((

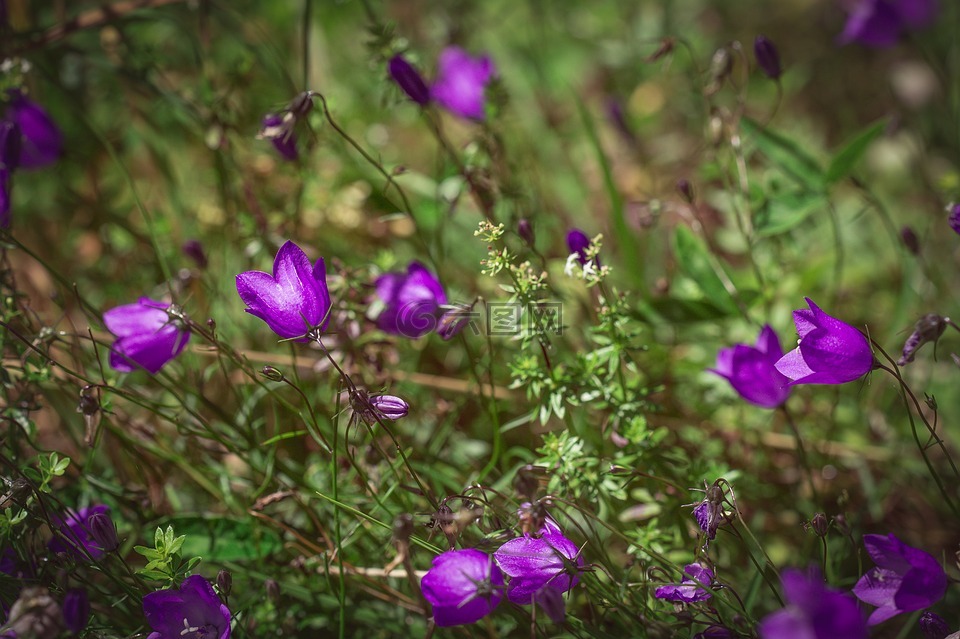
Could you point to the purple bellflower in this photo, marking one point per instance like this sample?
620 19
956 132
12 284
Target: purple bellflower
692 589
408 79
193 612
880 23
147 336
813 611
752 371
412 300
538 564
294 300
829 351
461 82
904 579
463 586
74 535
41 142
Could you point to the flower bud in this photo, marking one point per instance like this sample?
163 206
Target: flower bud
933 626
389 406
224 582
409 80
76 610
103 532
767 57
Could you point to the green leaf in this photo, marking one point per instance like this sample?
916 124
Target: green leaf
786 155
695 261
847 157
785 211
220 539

))

INSTRUCTIONS FOR THE TASK :: Rescale the data above by writing out every line again, requests included, with each answer point coordinate multiplied by 2.3 and rounded to a whole number, halves rounded up, while the sample coordinates within the requests stay unchanged. Omit the pictures from the response.

RESPONSE TO THIS TASK ::
Could you point to the purple bellflower in this photo, marking one point per instance like this sample?
620 19
956 132
12 284
Target: purple bellflower
1592 1355
938 182
444 1408
2024 53
338 773
1870 1405
1730 853
948 690
1237 1297
676 690
1907 807
1060 189
2079 1332
1065 1348
170 1231
94 327
Could you point to the flower bud in this photo, marking one point per instance like this sample?
163 206
Target: flower bud
2146 1440
895 934
515 1339
941 184
175 1403
237 1224
1764 131
Could you point to the green leaf in this photo, marking one point per instance like this sample?
916 124
Target: green leaf
1808 357
1599 600
1948 361
1806 485
506 1240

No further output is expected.